> [Directions]
Your task is to print all of the entries exactly, though the pictures should not be included.

** Supplied material follows **

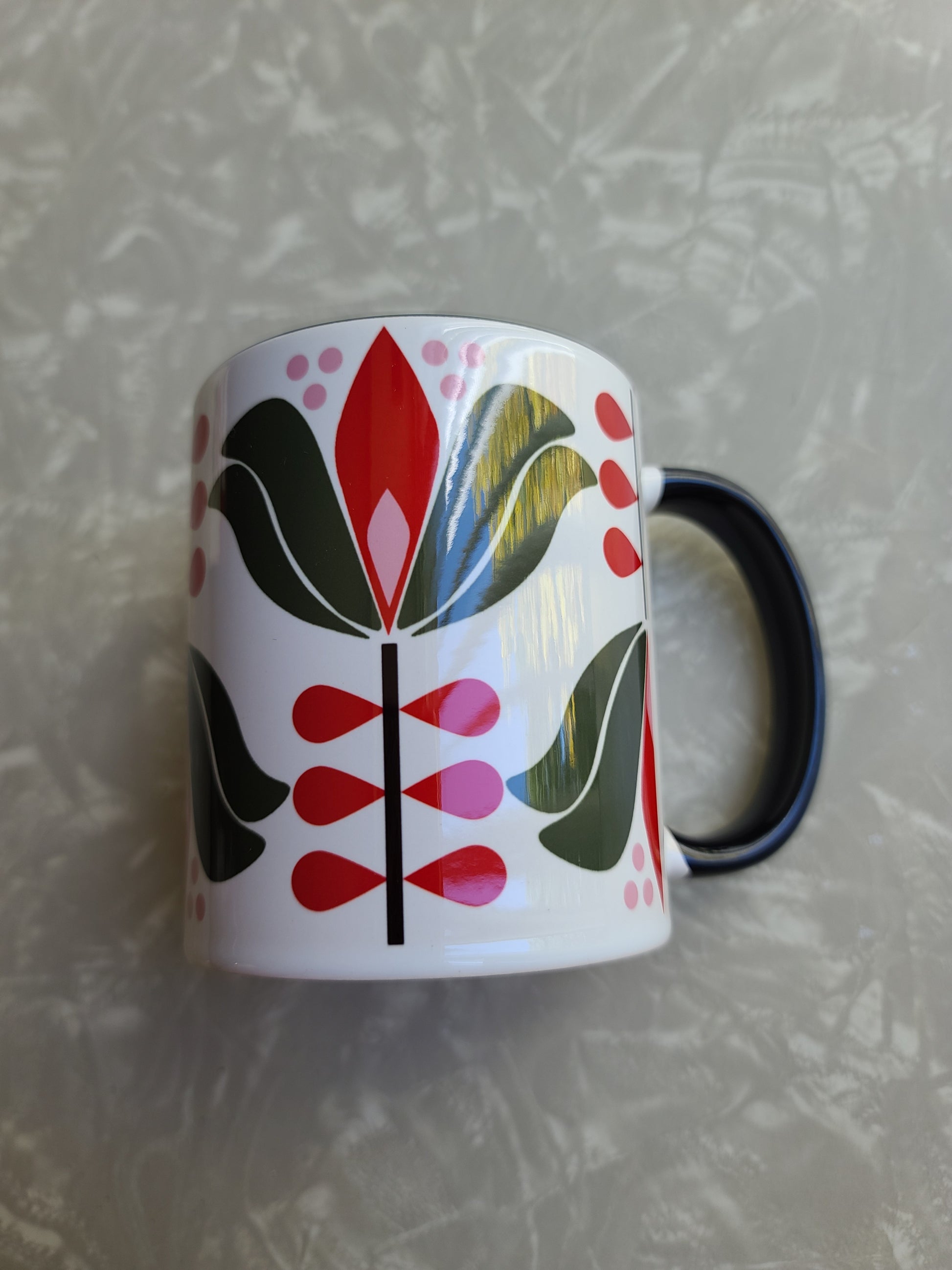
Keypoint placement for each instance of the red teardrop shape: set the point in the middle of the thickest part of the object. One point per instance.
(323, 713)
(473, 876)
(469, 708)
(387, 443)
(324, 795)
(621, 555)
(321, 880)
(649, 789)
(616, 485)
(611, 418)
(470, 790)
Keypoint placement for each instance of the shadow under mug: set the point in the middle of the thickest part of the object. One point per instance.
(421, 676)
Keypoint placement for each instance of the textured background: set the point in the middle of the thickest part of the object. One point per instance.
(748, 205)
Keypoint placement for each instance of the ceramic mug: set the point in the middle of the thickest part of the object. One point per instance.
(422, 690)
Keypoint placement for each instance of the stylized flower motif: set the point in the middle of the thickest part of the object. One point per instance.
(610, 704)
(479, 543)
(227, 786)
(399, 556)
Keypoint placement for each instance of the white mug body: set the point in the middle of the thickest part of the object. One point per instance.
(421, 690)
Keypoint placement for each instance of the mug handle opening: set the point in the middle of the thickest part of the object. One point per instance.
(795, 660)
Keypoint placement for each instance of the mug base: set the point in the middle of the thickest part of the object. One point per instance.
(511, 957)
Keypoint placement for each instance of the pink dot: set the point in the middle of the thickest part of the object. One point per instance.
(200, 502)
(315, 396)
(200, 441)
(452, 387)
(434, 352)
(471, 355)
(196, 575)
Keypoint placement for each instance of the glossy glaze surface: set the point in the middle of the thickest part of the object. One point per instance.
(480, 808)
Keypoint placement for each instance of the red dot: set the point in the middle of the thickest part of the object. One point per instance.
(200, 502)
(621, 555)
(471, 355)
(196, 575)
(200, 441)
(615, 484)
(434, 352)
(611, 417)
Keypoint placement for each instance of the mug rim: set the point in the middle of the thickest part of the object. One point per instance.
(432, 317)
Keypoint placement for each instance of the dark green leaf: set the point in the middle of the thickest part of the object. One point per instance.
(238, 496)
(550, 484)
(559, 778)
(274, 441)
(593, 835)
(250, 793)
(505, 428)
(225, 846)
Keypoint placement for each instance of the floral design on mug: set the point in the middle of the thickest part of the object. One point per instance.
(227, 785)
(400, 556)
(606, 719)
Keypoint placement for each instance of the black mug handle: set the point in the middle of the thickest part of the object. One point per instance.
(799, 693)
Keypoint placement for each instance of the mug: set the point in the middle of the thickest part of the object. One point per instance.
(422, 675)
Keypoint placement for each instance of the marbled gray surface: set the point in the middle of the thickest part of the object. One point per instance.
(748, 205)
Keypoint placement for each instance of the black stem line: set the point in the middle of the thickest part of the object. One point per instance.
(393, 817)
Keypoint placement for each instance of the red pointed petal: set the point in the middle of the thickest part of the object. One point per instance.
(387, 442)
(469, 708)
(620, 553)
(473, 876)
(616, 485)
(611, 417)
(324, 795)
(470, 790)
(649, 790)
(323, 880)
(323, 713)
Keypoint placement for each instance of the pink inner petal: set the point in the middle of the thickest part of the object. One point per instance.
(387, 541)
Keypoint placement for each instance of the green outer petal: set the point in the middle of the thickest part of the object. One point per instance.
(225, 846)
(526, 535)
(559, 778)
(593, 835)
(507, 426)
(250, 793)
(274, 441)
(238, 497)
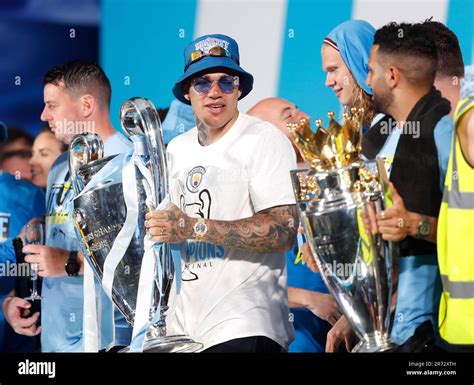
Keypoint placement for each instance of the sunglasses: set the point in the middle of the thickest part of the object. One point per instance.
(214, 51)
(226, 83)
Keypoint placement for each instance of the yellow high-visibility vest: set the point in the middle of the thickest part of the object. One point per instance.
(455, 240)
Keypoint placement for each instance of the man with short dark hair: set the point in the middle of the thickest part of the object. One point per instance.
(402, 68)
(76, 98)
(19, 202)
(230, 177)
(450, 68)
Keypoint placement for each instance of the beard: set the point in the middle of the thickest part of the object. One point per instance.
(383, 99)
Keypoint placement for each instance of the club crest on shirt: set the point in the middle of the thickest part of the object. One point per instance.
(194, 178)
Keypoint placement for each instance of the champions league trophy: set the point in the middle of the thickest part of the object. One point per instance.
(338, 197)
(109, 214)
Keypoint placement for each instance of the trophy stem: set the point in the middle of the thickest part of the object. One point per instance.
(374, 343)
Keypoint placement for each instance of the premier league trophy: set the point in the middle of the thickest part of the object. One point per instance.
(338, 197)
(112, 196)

** End of Supplied material **

> [Reply to the task]
Keypoint placement for each instance of the red teardrop shape: set the point in the middle of the thickest part of the object. One point per instance.
(323, 713)
(473, 876)
(469, 708)
(387, 443)
(324, 795)
(621, 555)
(321, 880)
(649, 789)
(616, 485)
(611, 418)
(470, 790)
Keypoint placement for each instance of the shadow under mug: set the point in the middle of the thickest part of the object. One point per instance.
(421, 676)
Keypoint placement for each instance of the textured background: set the point in the middle of the thickest part of the object. One point per instance.
(748, 205)
Keypoint placement for each instance of the ceramic mug: set the point in the middle of the thickest part of the object. One point per instance.
(422, 690)
Keypoint placement for each instance of the stylized flower motif: set the point in the middle of the thickest part of the object. One point per instance.
(610, 704)
(479, 543)
(227, 786)
(399, 556)
Keypoint placement for each instance of the white mug body: set the point in the middle of the thickest part of the object. One point per instance.
(421, 690)
Keypoint placement for each instance of the mug handle opening: set the point in the middle of the thickest part of the object. One point per instance.
(795, 660)
Keypoint placement for each instance of the mug base: set the point in the middle of the thickest part of the object. One point per instance.
(511, 957)
Keypoint placement for each instance of the pink dot: set the point in the middle of the thickest part of the object. One point per instance.
(200, 502)
(315, 396)
(200, 441)
(452, 387)
(434, 352)
(471, 355)
(196, 575)
Keypoint placement for each instance of the glossy glaze surface: set the point in the middle of the thickest part of the object. One point per instance.
(480, 808)
Keypoint placement for each instance of the red dot: set the point in the middle of the thickest part of the object. One point per instance.
(200, 502)
(621, 555)
(471, 355)
(196, 575)
(200, 441)
(615, 484)
(434, 352)
(611, 417)
Keypoint placement for each instance of the mug rim: set the point in the middle of the thickest part of the object. One point per instance.
(432, 317)
Keypoint placement for each instance of the dark green leaf: set the point in the middle of the thickest part of the object. One point per instance.
(238, 496)
(550, 484)
(559, 778)
(274, 441)
(593, 835)
(250, 793)
(505, 428)
(225, 846)
Keypoint placement for each instance of the floral design on mug: set the point in the middle of the thickest part of the object. One point per instance.
(227, 785)
(400, 556)
(606, 719)
Keypoint placement for each instance of the black mug handle: set the point in the middle of the thickest part of the object. One point per instance.
(799, 693)
Keypoint placement for each instance of the mug: set the point in the middle of the thickest part of the object. One point per instance.
(422, 675)
Keypoint placement for each instance of the marbled gray surface: set the point in the middle of the thickest part of the object. One point per instance.
(748, 205)
Keypoint placement for each instance of the black stem line: set the point in the middle of the thickest part of the object. One point per instance.
(393, 817)
Keypoint placement for each instance of the red pointed petal: set the point in the middle of the thickest part of the object. One point per instance.
(387, 442)
(469, 708)
(620, 553)
(473, 876)
(616, 485)
(611, 417)
(324, 795)
(470, 790)
(649, 790)
(323, 880)
(323, 713)
Keypoint placement for each instance of the pink inner petal: set the point in the middle of the thickest part of the object. One point per instance.
(387, 541)
Keypoint placement for each instance of the green outer petal: set the point in the middle of the thickest part of the object. One point per instance.
(225, 846)
(526, 535)
(559, 778)
(593, 835)
(507, 426)
(250, 793)
(274, 441)
(238, 497)
Keypoint placement for each instance of the sunglasses: set the point in the middle of the thickest part of the object. One point per instance.
(214, 51)
(226, 83)
Keypoint placement for each instance of the yellow high-visibility vest: set the point in the middle of the thickest part of the object. One point per instance.
(455, 240)
Keypoint placement for each instance of the man with short dark hair: set the point in the middle of the thickest part of the object. One point per instance.
(402, 68)
(76, 98)
(19, 202)
(230, 177)
(450, 68)
Keypoint placement for each instance of the beard: set the point in the middle of the thickest part of the object. One point per instance.
(383, 99)
Keypoint placement for each instance of the club crest on shirt: set the point in the middle of the thickest part of the object. One point per instance.
(194, 178)
Keypoint placement for each instance of the champions league trophy: set the point in the middle of the thickest part of the object. One point per instance.
(338, 197)
(109, 214)
Keypoint placement for each instance of the trophy stem: set the point in the middle of the thickest part of the object. One point per instance.
(374, 343)
Keypoint placement for each instance of the premier league trophy: set the point in the middle of the thickest part of the object. One point per instance.
(338, 197)
(112, 196)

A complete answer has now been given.